_Required work_:
Render the following lines as a numbered list and omit any blank lines.

━━━

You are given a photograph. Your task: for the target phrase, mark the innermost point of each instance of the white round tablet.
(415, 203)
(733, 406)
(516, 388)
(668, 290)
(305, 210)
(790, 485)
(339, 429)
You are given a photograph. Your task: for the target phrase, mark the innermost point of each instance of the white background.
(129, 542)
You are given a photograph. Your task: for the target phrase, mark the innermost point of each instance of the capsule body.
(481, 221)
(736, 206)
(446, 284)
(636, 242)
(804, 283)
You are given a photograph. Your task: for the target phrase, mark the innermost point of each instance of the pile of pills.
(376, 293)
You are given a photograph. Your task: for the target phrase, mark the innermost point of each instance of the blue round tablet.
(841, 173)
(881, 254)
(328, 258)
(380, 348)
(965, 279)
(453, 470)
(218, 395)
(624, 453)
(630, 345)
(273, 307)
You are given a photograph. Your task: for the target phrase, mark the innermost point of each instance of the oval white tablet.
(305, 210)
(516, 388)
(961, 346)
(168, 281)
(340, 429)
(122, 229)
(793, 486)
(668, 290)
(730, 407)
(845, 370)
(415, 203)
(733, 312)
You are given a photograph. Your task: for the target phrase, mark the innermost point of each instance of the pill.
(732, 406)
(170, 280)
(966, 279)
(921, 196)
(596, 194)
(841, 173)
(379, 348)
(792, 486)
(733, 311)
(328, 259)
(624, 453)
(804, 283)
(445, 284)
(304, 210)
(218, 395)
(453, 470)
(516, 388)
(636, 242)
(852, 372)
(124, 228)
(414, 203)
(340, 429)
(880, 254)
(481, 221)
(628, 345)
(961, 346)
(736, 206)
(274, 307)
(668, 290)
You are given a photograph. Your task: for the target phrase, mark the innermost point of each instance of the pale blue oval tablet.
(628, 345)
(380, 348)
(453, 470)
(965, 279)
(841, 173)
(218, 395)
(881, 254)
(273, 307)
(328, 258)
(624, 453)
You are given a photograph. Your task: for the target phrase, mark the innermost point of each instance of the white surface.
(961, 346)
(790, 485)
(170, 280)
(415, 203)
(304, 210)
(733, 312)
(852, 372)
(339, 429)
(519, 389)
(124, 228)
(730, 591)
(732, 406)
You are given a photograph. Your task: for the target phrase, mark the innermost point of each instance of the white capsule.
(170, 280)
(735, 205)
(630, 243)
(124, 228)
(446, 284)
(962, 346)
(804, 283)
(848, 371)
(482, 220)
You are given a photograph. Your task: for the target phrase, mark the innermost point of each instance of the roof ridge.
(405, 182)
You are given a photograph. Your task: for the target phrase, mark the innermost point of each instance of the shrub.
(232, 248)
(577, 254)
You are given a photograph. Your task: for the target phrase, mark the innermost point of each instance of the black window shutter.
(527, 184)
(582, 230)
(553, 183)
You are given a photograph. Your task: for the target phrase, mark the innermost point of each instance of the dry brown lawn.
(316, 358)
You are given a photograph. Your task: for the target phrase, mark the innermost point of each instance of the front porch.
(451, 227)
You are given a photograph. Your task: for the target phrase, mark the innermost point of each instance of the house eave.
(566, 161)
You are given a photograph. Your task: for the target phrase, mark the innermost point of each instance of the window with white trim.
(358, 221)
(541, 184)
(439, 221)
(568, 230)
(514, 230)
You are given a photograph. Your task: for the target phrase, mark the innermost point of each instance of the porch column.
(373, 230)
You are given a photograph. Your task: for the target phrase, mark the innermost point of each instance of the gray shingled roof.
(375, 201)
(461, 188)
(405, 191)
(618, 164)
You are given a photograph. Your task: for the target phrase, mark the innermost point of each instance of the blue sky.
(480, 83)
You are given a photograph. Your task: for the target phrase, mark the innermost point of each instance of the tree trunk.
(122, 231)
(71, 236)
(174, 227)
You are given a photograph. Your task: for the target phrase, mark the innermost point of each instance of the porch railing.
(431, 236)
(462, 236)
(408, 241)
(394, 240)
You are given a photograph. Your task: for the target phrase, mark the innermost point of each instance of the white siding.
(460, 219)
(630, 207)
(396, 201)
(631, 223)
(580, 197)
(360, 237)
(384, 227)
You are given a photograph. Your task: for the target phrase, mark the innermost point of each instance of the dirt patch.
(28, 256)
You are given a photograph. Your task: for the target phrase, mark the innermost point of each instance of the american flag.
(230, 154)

━━━

_Solution to this exercise_:
1. You are given a photograph. Your task: for the target phrase, mark the innermost point of each instance of the white round tablet.
2. (415, 203)
3. (733, 406)
4. (516, 388)
5. (668, 290)
6. (305, 210)
7. (790, 485)
8. (339, 429)
9. You are given a photograph. Your task: for the target phrase, mark the innermost point of each instance of the white background.
10. (129, 542)
11. You are given a photograph. Your task: for the target phrase, mark the innermost point of each instance of the capsule body.
12. (481, 221)
13. (736, 206)
14. (446, 284)
15. (636, 242)
16. (804, 283)
17. You are given a photograph. Your task: for the target phrase, mark the innermost point of each instance of the pile of pills.
18. (376, 293)
19. You are given a photograph. Your task: for the target phrase, mark the innermost point of each instance of the blue round tablet.
20. (841, 173)
21. (881, 254)
22. (328, 258)
23. (380, 348)
24. (965, 279)
25. (453, 470)
26. (218, 395)
27. (624, 453)
28. (630, 345)
29. (273, 307)
30. You are given a photograph. Your task: for the target phrase, mark the innermost point of each instance of the oval white tablet.
31. (305, 210)
32. (516, 388)
33. (961, 346)
34. (168, 281)
35. (340, 429)
36. (122, 229)
37. (793, 486)
38. (668, 290)
39. (730, 407)
40. (845, 370)
41. (415, 203)
42. (733, 312)
43. You are given a photograph. Your task: for the target phrase, mark the innermost point of each instance of the pill.
44. (732, 406)
45. (170, 280)
46. (966, 279)
47. (921, 196)
48. (596, 194)
49. (841, 173)
50. (379, 348)
51. (792, 486)
52. (733, 311)
53. (328, 259)
54. (624, 453)
55. (804, 283)
56. (445, 284)
57. (304, 210)
58. (218, 395)
59. (453, 470)
60. (516, 388)
61. (636, 242)
62. (852, 372)
63. (124, 228)
64. (414, 203)
65. (340, 429)
66. (880, 254)
67. (481, 221)
68. (628, 345)
69. (961, 346)
70. (736, 206)
71. (274, 307)
72. (668, 290)
73. You are given a photograph. Your task: for the target phrase, mark the innermost point of each instance of the pale blue oval tablet.
74. (628, 345)
75. (380, 348)
76. (453, 470)
77. (965, 279)
78. (841, 173)
79. (218, 395)
80. (881, 254)
81. (273, 307)
82. (328, 258)
83. (624, 453)
84. You are given a photograph. Your task: for the target phrase, mark the innermost point of each instance of the white surface.
85. (961, 346)
86. (790, 485)
87. (170, 280)
88. (415, 203)
89. (304, 210)
90. (733, 312)
91. (852, 372)
92. (339, 429)
93. (519, 389)
94. (124, 228)
95. (730, 591)
96. (732, 406)
97. You are given a photograph. Your task: for the target phrase, mark the innermost point of each instance of the white capsule.
98. (170, 280)
99. (735, 205)
100. (630, 243)
101. (124, 228)
102. (446, 284)
103. (962, 346)
104. (804, 283)
105. (848, 371)
106. (482, 220)
107. You are given a photograph. Your task: for the target phrase, mark the innermost point of each instance of the roof ridge.
108. (405, 182)
109. You are given a photograph. Your task: for the target phrase, mark the innermost point of each instance of the shrub.
110. (232, 248)
111. (577, 254)
112. You are given a photograph. Your task: for the target phrase, mark the innermost point of each instance of the black window shutter.
113. (527, 184)
114. (582, 230)
115. (553, 183)
116. You are given a photograph. Your task: for the target phrase, mark the innermost point of each instance of the dry brown lawn.
117. (316, 358)
118. You are given a photograph. Your task: for the target phrase, mark the innermost point of each instance of the front porch.
119. (451, 227)
120. You are given a photograph. Your task: for the target phrase, mark the innermost point of each instance of the house eave.
121. (566, 161)
122. You are given a photograph. Your task: for the target phrase, mark the innermost point of each instance of the window with white trim.
123. (358, 221)
124. (541, 184)
125. (439, 221)
126. (568, 230)
127. (514, 230)
128. You are given a photograph. Your task: for the target phrase, mark the innermost point of each instance of the porch column.
129. (373, 230)
130. You are given a photograph. Your task: for the target phrase, mark the innermost point of each instance of the gray shingled roof.
131. (375, 201)
132. (461, 188)
133. (405, 191)
134. (618, 164)
135. You are given a photograph. Your task: for the target phrase, mark the innermost point of each instance of the blue sky.
136. (480, 83)
137. You are given a photograph. Your task: for the target phrase, mark the innermost point of each instance of the tree trunk.
138. (122, 231)
139. (71, 236)
140. (174, 227)
141. You are given a photograph. Your task: for the target phrase, mark the innermost point of each instance of the porch railing.
142. (431, 236)
143. (462, 236)
144. (408, 241)
145. (394, 240)
146. You are given a photograph. Your task: for the target phrase, mark the innermost point of each instance of the white siding.
147. (460, 219)
148. (630, 207)
149. (396, 201)
150. (631, 223)
151. (580, 197)
152. (360, 237)
153. (384, 227)
154. You are given a photograph. Your task: for the target phrase, mark the innermost point of each instance of the dirt patch.
155. (28, 256)
156. You are given a photograph. Your task: for the target phrase, mark the innermost point of each instance of the american flag.
157. (230, 154)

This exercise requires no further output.